START Reading text
Key Experimental Results

Main Results (Freight Train Dataset, 4410 images, 15 classes, 6 scenarios)

Method Backbone \(AP^{box}\) \(AP^{mask}\) Parameters GFLOPs
Mask R-CNN ResNet50 70.1 70.7 44.0M 234
Mask2Former ResNet50 74.2 72.6 46.3M 245
Mask2Former Swin-T 74.3 73.8 49M 252
RSPrompter-query SAM-B 72.7 71.9 131M 425
SAM FTI-FDet TinyViT 74.6 74.2 36.3M 244
SAM FTI-FDet-PF TinyViT 73.2 72.9 30.1M 196
  • Surpasses all CNN/Transformer/SAM methods, with an \(AP^{mask}\) of 74.2, leading Mask2Former (Swin-T) by +0.4.
  • The parameter count is only 36.3M, which is far lower than RSPrompter's 131M.
  • The prompt-free version (SAM FTI-FDet-PF) still achieves 73.2 \(AP^{box}\) with the fewest parameters (30.1M).

Ablation Study

Analysis Dimension Key Findings
Prompt type query prompt > bbox prompt > gd-bbx (SAM original), \(AP^{mask}\) 74.2 vs 66.3
Backbone TinyViT-5m (SA-1B pretrain) > Swin-T (COCO pretrain) > ResNet50 (ImageNet)
Feature layer selection layers [2,3] are optimal; using all layers [0,1,2,3] actually degrades performance
Freezing strategy Encoder fine-tuning + decoder freezing (uf/f) is optimal; full unfreezing drops performance by 2.4 \(AP^{box}\)
Channel count 256 > 128 > 64, wider channels extract richer features

Key Findings

  • Advantage of SA-1B Pretraining: TinyViT-5m has only 5M parameters but outperforms the 45M ResNet101 due to SA-1B pretraining.
  • Training Convergence Speed: The training loss of SAM FTI-FDet decreases faster than RSPrompter, demonstrating that the automatic prompt mechanism provides more efficient optimization signals.
  • Regularization Effect of Decoder Freezing: Freezing SAM's mask decoder preserves generic decoding capabilities and prevents overfitting on small datasets.

Highlights & Insights

  • Replacing Manual Interaction with Automatic Prompts: Converts SAM from an interactive tool to a fully automatic detector. Query-based prompts offer greater flexibility than geometric prompts.
  • Industrial Deployment-Oriented: The combination of TinyViT backbone and low-parameter design is explicitly tailored for deployment on railway edge devices.
  • Instance Segmentation Enabling Quantitative Analysis: Pixel-level masks enable calculation of the brake shoe wear area, allowing not only the detection of faults but also the evaluation of their severity.
  • Leverage Effect of SA-1B Pretraining: TinyViT-5m has only 5M parameters but outperforms ResNet101 (45M) due to SA-1B pretraining, indicating that the quality of pretraining data is more important than model size.
END Reading text
START Data section
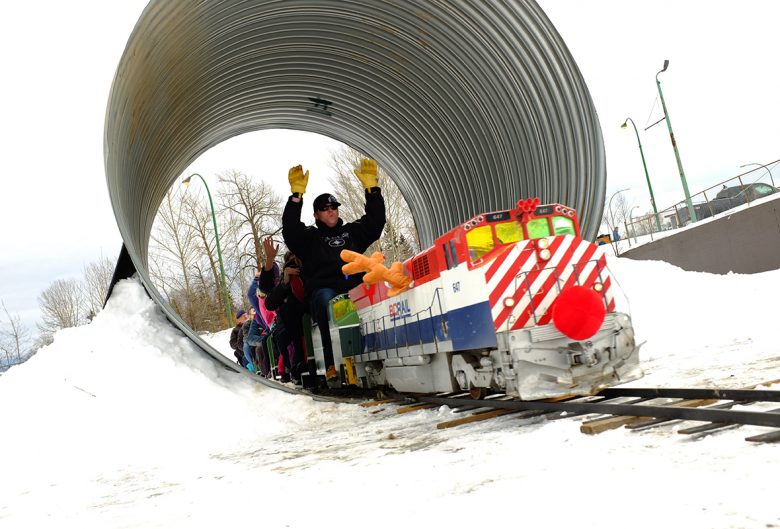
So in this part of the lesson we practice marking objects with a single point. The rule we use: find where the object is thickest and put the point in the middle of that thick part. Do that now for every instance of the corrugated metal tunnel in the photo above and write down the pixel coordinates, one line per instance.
(467, 105)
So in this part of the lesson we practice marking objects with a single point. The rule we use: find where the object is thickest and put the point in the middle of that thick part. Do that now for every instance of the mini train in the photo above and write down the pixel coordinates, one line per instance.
(511, 301)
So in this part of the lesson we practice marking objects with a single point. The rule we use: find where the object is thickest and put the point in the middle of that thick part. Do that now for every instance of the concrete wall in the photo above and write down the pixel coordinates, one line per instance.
(746, 241)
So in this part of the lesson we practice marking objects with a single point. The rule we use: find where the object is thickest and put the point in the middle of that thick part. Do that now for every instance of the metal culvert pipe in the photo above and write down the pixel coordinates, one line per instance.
(467, 105)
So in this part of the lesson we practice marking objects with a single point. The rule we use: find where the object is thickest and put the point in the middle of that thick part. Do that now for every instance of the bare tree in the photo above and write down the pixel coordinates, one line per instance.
(256, 212)
(206, 265)
(14, 338)
(399, 239)
(62, 306)
(97, 277)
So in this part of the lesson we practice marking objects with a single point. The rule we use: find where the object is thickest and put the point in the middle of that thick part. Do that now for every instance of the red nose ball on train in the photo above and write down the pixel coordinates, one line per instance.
(578, 312)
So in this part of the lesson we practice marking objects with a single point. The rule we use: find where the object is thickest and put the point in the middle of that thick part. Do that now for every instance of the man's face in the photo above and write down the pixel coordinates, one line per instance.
(328, 215)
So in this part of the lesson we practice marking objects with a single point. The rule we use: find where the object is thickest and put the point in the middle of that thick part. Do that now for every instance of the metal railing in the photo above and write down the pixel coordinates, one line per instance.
(706, 203)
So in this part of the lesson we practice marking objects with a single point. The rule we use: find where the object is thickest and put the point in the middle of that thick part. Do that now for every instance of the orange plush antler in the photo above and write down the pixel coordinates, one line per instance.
(375, 270)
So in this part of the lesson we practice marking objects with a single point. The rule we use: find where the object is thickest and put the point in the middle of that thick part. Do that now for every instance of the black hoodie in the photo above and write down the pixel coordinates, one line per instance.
(318, 247)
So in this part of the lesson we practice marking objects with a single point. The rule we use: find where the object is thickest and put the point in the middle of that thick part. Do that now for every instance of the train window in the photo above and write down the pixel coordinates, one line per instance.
(563, 226)
(454, 255)
(538, 228)
(509, 232)
(480, 241)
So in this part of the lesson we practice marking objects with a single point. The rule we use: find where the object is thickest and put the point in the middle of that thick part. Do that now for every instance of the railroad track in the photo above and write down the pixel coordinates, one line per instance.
(634, 408)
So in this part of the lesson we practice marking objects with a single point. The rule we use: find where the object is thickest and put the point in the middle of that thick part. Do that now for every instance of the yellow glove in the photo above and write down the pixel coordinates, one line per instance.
(367, 173)
(298, 179)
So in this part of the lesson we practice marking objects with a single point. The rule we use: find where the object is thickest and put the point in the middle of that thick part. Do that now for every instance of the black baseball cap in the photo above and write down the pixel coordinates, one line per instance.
(323, 200)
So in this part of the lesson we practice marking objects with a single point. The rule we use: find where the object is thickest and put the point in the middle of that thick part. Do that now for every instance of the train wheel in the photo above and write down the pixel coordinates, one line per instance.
(477, 393)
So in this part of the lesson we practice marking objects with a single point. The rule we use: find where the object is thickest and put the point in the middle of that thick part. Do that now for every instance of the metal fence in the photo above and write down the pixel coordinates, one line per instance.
(723, 196)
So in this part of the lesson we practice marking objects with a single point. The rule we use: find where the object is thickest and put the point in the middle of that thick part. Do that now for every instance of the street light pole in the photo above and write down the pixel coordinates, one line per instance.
(647, 176)
(674, 144)
(225, 295)
(768, 170)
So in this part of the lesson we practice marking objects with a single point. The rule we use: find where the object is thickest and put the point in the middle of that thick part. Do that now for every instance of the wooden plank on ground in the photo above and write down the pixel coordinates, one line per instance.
(608, 423)
(769, 437)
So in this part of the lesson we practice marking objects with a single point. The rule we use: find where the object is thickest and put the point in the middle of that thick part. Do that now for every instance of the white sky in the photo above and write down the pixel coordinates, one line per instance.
(59, 60)
(122, 423)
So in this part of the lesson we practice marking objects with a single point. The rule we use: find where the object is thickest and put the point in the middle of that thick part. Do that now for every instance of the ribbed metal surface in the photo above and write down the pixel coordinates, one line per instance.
(467, 105)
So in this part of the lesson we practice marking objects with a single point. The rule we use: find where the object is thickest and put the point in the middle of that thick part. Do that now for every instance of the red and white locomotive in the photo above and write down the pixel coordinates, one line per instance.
(511, 301)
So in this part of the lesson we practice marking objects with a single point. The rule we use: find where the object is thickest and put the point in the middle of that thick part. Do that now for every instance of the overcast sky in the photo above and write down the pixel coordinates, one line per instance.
(59, 60)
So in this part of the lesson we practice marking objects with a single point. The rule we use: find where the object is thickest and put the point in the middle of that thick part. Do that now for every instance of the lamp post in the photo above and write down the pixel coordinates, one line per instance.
(228, 308)
(644, 164)
(768, 170)
(674, 144)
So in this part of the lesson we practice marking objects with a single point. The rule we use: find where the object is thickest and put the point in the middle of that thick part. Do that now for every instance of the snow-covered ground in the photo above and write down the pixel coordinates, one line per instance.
(124, 423)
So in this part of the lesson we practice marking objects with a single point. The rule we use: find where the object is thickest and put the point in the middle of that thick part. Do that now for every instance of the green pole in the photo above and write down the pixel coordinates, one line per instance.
(674, 145)
(225, 295)
(647, 176)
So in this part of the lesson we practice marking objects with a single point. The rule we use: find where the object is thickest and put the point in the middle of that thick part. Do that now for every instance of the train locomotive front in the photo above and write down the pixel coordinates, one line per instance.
(511, 301)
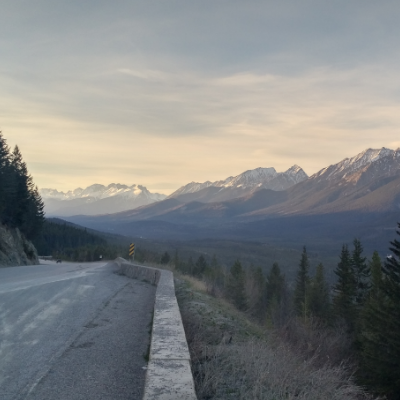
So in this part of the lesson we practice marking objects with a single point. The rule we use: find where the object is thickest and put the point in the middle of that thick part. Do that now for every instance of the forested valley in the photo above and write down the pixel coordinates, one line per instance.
(353, 324)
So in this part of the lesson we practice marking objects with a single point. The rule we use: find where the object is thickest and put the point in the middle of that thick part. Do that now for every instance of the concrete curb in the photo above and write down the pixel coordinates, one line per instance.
(169, 375)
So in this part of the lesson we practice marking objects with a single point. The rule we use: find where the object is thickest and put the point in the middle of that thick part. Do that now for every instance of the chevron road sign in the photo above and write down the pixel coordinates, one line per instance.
(132, 250)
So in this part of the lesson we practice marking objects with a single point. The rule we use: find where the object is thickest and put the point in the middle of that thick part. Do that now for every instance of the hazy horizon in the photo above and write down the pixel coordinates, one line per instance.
(163, 94)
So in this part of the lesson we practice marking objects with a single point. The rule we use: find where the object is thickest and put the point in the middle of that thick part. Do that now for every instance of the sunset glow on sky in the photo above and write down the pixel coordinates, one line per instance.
(164, 93)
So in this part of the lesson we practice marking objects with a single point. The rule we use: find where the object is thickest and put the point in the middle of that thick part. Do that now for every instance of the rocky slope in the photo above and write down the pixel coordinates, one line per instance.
(241, 185)
(15, 249)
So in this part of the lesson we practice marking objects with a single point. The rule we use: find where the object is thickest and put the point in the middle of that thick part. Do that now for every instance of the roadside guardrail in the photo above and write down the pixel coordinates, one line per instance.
(169, 375)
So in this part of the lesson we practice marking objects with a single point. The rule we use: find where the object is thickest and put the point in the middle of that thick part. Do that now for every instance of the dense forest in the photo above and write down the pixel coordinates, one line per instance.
(66, 241)
(355, 321)
(20, 203)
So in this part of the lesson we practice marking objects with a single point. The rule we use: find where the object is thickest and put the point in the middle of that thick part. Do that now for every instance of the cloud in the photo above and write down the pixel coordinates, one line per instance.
(144, 93)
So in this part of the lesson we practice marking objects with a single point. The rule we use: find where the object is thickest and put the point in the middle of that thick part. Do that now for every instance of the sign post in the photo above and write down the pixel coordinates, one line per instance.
(132, 251)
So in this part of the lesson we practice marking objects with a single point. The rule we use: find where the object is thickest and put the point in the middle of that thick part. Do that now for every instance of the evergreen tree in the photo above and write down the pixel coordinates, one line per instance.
(177, 260)
(275, 288)
(319, 302)
(165, 258)
(361, 273)
(302, 286)
(345, 290)
(380, 357)
(236, 286)
(255, 292)
(5, 177)
(375, 267)
(200, 266)
(214, 276)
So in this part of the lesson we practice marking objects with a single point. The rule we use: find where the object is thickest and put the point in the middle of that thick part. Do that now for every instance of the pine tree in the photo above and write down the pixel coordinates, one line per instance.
(200, 266)
(345, 290)
(275, 287)
(319, 303)
(236, 286)
(380, 356)
(302, 286)
(165, 258)
(255, 292)
(5, 179)
(214, 276)
(361, 273)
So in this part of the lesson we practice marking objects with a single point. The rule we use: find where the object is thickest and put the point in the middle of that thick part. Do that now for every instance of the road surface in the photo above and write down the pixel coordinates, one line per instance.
(73, 331)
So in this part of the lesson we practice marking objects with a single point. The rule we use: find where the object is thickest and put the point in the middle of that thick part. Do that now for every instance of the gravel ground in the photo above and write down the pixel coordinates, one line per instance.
(107, 361)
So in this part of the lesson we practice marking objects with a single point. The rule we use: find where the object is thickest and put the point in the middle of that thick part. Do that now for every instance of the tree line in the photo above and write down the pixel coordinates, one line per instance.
(364, 302)
(21, 205)
(72, 243)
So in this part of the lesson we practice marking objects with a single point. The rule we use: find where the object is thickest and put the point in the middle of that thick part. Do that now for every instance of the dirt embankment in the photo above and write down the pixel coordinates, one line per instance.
(15, 249)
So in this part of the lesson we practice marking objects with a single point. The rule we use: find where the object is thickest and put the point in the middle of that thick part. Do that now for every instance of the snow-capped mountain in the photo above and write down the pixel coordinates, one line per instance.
(248, 181)
(97, 199)
(346, 168)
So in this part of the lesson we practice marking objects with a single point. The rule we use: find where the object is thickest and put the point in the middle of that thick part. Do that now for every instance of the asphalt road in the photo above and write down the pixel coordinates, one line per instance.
(73, 332)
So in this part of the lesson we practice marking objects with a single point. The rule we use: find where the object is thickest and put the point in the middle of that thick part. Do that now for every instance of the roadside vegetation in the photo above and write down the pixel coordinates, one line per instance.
(21, 206)
(255, 336)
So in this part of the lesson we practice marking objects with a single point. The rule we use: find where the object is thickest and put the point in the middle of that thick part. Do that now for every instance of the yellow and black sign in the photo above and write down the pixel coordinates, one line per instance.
(131, 249)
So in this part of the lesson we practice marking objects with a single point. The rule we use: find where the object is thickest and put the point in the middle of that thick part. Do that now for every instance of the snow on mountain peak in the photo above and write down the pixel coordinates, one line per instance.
(98, 192)
(351, 165)
(251, 179)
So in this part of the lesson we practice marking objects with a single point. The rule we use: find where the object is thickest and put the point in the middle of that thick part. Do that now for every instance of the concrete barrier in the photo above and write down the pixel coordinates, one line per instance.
(169, 375)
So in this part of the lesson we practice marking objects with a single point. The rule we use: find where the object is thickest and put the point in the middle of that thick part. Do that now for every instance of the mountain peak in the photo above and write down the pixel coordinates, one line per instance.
(349, 166)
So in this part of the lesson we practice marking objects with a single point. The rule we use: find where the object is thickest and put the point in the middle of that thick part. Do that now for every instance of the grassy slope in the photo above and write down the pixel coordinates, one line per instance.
(234, 358)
END Data section
## List of tasks
• a. In the results summary, how many images does the Freight Train Dataset contain?
• b. Shorten the point in the results summary that begins "Instance Segmentation Enabling Quantitative Analysis," keeping its main facts.
• c. Extend the results summary on freight train fault detection with a further passage that follows on from its last point.
The listing is not needed here.

## Response list
• a. 4410 images.

• b. Instance Segmentation Enabling Quantitative Analysis: Pixel-level masks let the brake shoe wear area be calculated. Faults can then be both detected and rated for severity.

• c.
Limitations & Future Work

  • The dataset scale is limited (4,410 images, 15 classes); generalization on larger-scale industrial datasets has not been validated.
  • It is only verified in freight train scenarios; transferability to other industrial inspections (e.g., high-speed trains, aerospace components) has not been tested.
  • The FPS is 16, and the latency on actual edge devices (such as Jetson) remains to be verified.
  • The number of prompts (\(N_q=10\), \(K_p=4\)) is fixed, which may lack flexibility in scenarios with highly varying target counts.
  • Ours vs RSPrompter: RSPrompter uses anchor-based/query-based prompts combined with complex hand-crafted transformations, whereas ours uses a more direct dual-path Transformer prompt that converges faster. Our advantages include fewer parameters (36.3M vs. 131M) and higher accuracy.
  • Ours vs Mask2Former: Mask2Former is a strong baseline for general segmentation. Ours still achieves a +0.4 \(AP^{mask}\) gain over its Swin-T version, indicating that SAM pretraining features possess unique advantages in industrial scenarios.
  • Ours vs MobileSAM: MobileSAM achieves a lightweight SAM but still relies on manual prompts. Ours solves the automation issue further on top of lightweight adaptation.

Rating

  • Novelty: ⭐⭐⭐⭐ The automatic prompt generator is well-designed, but the overall framework lacks breakthrough innovation.
  • Experimental Thoroughness: ⭐⭐⭐⭐ The ablation study is comprehensive, but there is only a single industrial dataset, lacking cross-domain validation.
  • Writing Quality: ⭐⭐⭐⭐ Clear structure, rich charts, and detailed technical descriptions.
  • Value: ⭐⭐⭐⭐ The industrial deployment orientation is clear, providing a practical solution for adapting foundation models to industrial scenarios.
  • Transfer Value of SA-1B Pretraining: Even though there is a large gap between the target domain (railway) and the pretraining domain (general), the representation learned from SA-1B still shows significant advantages.

Limitations & Future Work

  • The dataset contains only 4,410 images and 6 scenarios. The actual number of railway inspection stations far exceeds this, and cross-station generalization requires larger-scale validation.
  • Only tested on freight train scenarios; transferability to other industrial inspections (e.g., wind turbine blades, pipelines) is unknown.
  • The FPS is 16.0 (with prompts), which may not suffice for real-time demanding scenarios.
  • Lacks comparison with newer models like SAM2/SAM3.
  • Ours vs RSPrompter: 3.6× fewer parameters, 2.3 higher \(AP^{mask}\), and faster training convergence.
  • Ours vs Mask2Former(Swin-T): 0.4 higher \(AP^{mask}\) with 26% fewer parameters, demonstrating the advantages of transferring knowledge from foundation models.
  • Ours vs Direct SAM: The \(AP^{mask}\) of SAM with manual box prompts is 66.3, whereas it rises to 74.2 (+7.9) with automatic prompts, proving the importance of prompt quality.

Rating

  • Novelty: ⭐⭐⭐ The idea of automatic prompt generation is not entirely new (pioneered by previous works like RSPrompter), but the adaptation for the railway domain is valuable.
  • Experimental Thoroughness: ⭐⭐⭐⭐ Comprehensive ablation studies (prompt/backbone/layers/freezing/channels) validating from multiple perspectives.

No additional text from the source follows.